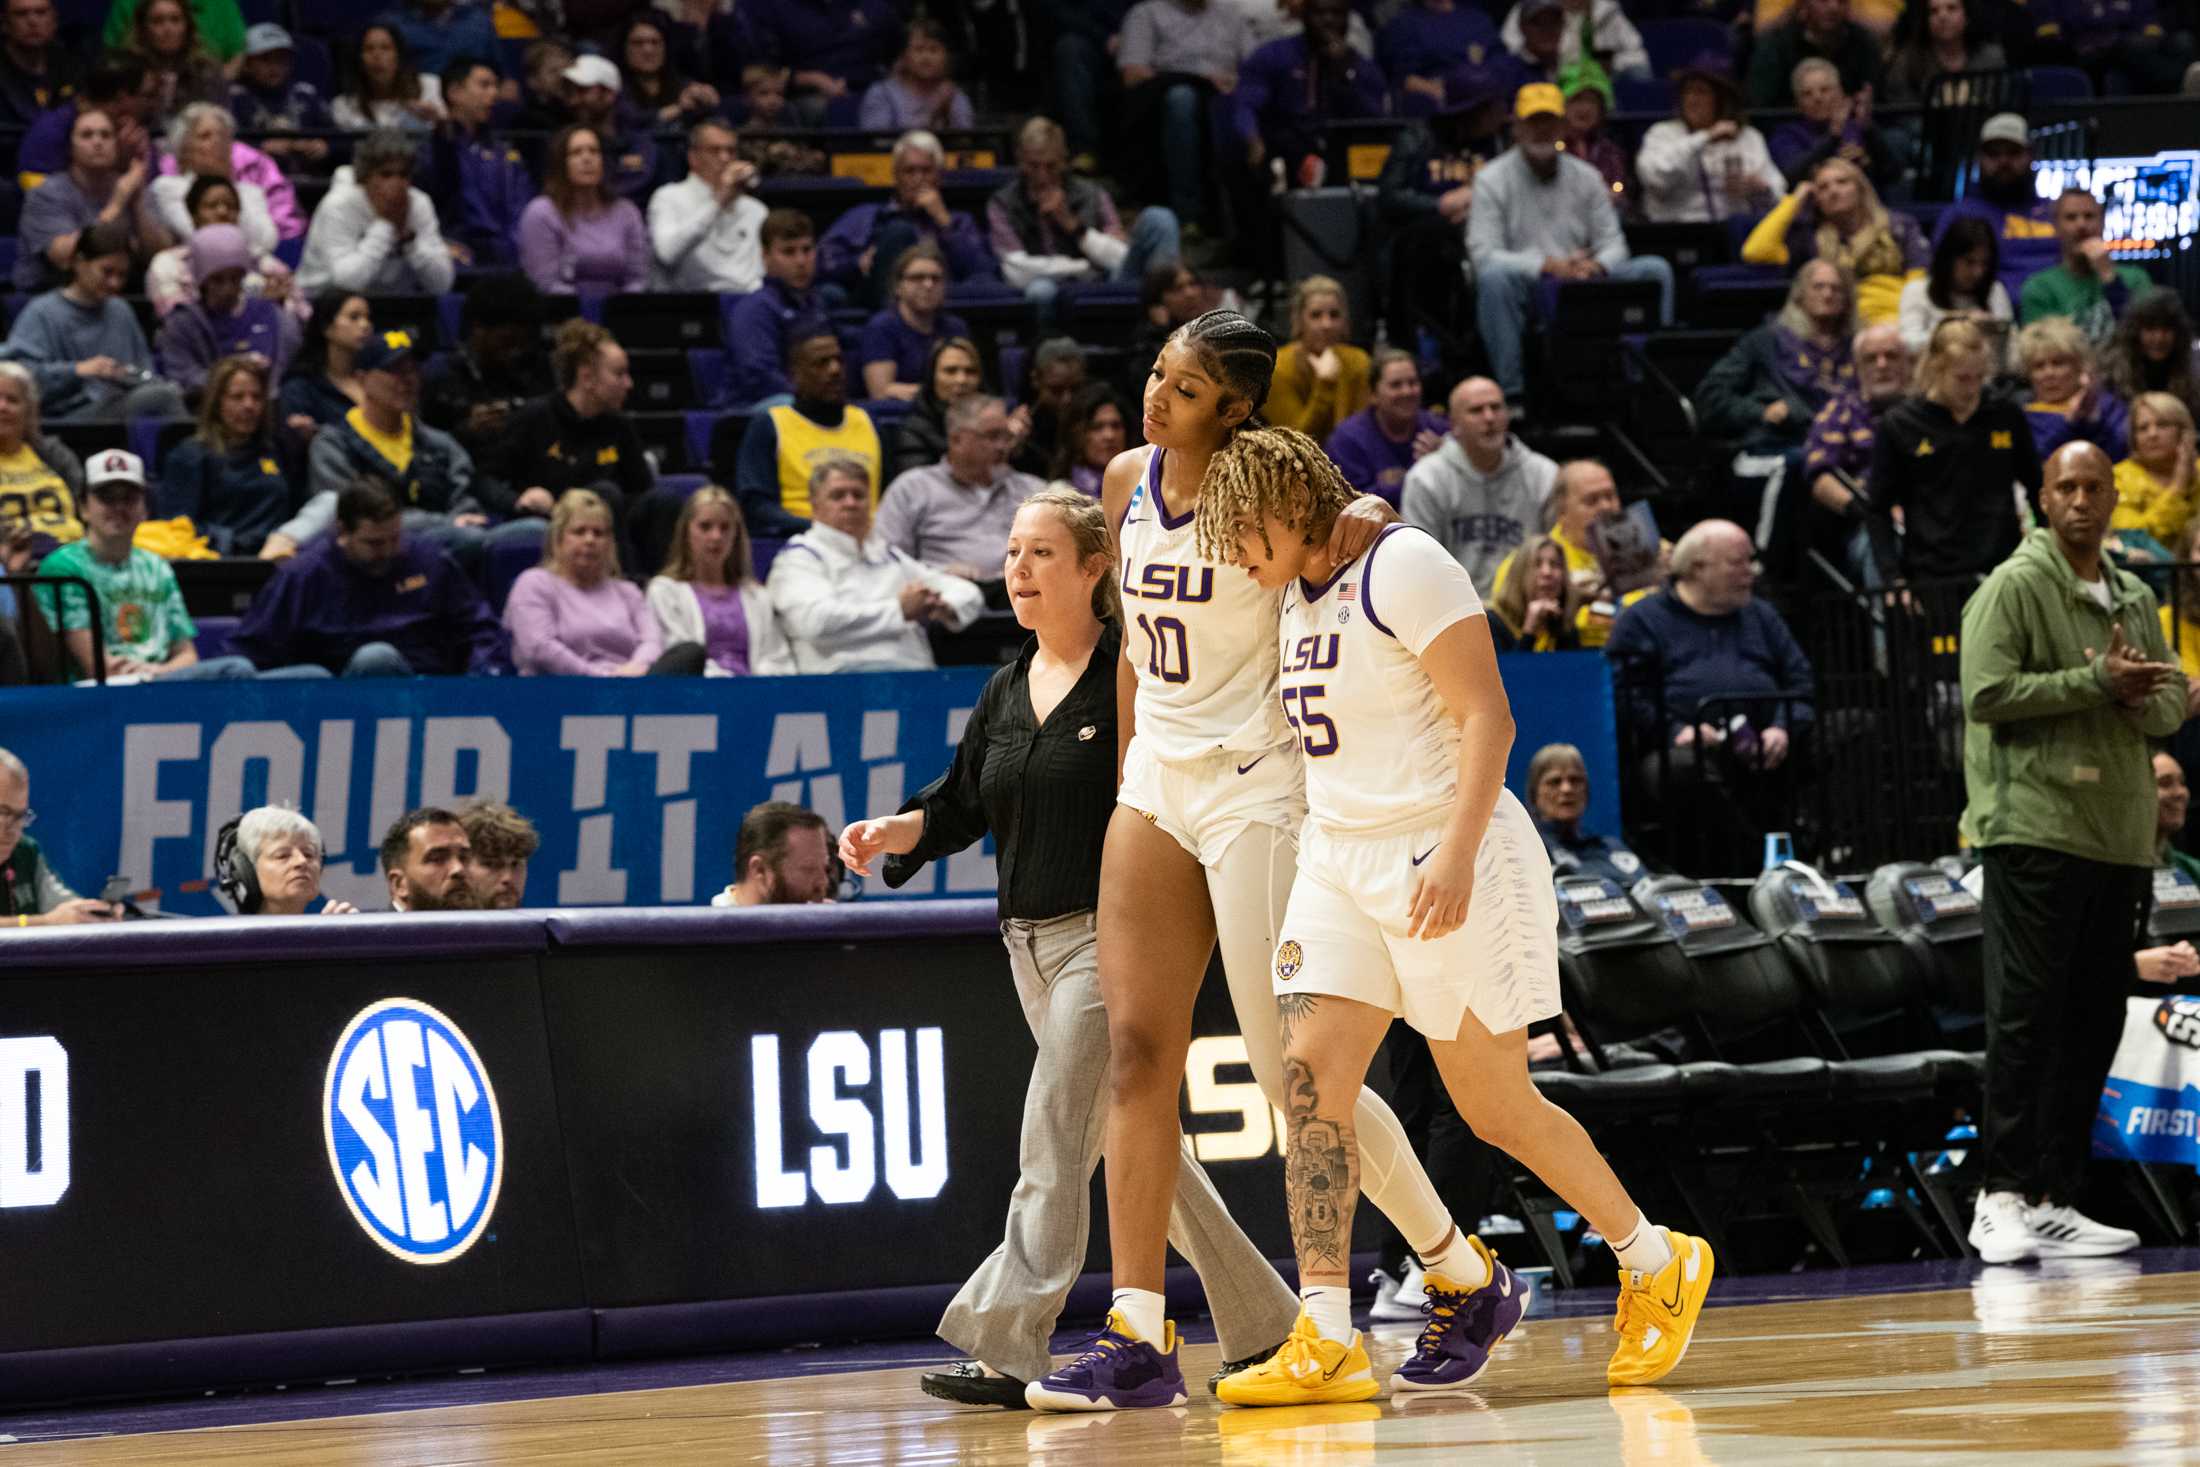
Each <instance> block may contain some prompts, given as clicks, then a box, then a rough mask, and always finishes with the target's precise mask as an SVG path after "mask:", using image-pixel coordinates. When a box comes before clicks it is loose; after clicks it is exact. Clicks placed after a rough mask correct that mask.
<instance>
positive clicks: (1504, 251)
mask: <svg viewBox="0 0 2200 1467" xmlns="http://www.w3.org/2000/svg"><path fill="white" fill-rule="evenodd" d="M1584 249H1586V251H1588V253H1591V255H1593V257H1595V260H1597V264H1602V266H1604V268H1606V271H1610V268H1615V266H1619V264H1626V260H1628V238H1626V235H1624V233H1619V211H1617V209H1613V191H1610V189H1608V187H1606V183H1604V174H1599V172H1597V169H1595V167H1591V165H1588V163H1582V161H1580V158H1575V156H1571V154H1558V172H1553V174H1551V178H1540V176H1538V174H1536V169H1531V167H1529V165H1527V158H1522V156H1520V150H1518V147H1509V150H1505V154H1503V156H1500V158H1498V161H1496V163H1492V165H1489V167H1485V169H1483V172H1481V174H1476V176H1474V211H1472V213H1470V216H1467V257H1470V260H1474V268H1476V271H1481V273H1485V275H1487V273H1489V271H1496V268H1509V271H1518V273H1522V275H1538V273H1540V271H1542V262H1544V257H1549V255H1571V253H1575V251H1584Z"/></svg>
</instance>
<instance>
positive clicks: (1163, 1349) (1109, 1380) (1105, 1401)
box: [1023, 1311, 1186, 1412]
mask: <svg viewBox="0 0 2200 1467" xmlns="http://www.w3.org/2000/svg"><path fill="white" fill-rule="evenodd" d="M1162 1346H1164V1348H1155V1346H1151V1344H1146V1342H1144V1339H1137V1337H1135V1335H1131V1326H1129V1324H1124V1322H1122V1315H1118V1313H1113V1311H1109V1317H1107V1328H1102V1331H1100V1335H1098V1337H1096V1339H1093V1342H1091V1344H1089V1346H1087V1348H1085V1353H1082V1355H1078V1357H1076V1359H1071V1361H1069V1364H1067V1366H1063V1368H1060V1370H1052V1372H1047V1375H1043V1377H1038V1379H1036V1381H1032V1383H1030V1386H1025V1388H1023V1401H1025V1405H1030V1408H1032V1410H1038V1412H1129V1410H1140V1408H1153V1405H1184V1401H1186V1392H1184V1370H1179V1368H1177V1326H1175V1324H1168V1326H1164V1337H1162Z"/></svg>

● EXERCISE DESCRIPTION
Format the stretch from the line that contains "</instance>" through the line that contains "box: [1023, 1311, 1186, 1412]" as a Markdown table with the columns Number and Content. Each row should hold a running number and one line. Leave out any blank lines.

● TASK RESPONSE
| Number | Content |
|---|---|
| 1 | </instance> |
| 2 | <instance> |
| 3 | positive clicks: (1163, 1349) (1109, 1380) (1105, 1401) |
| 4 | box: [1023, 1311, 1186, 1412] |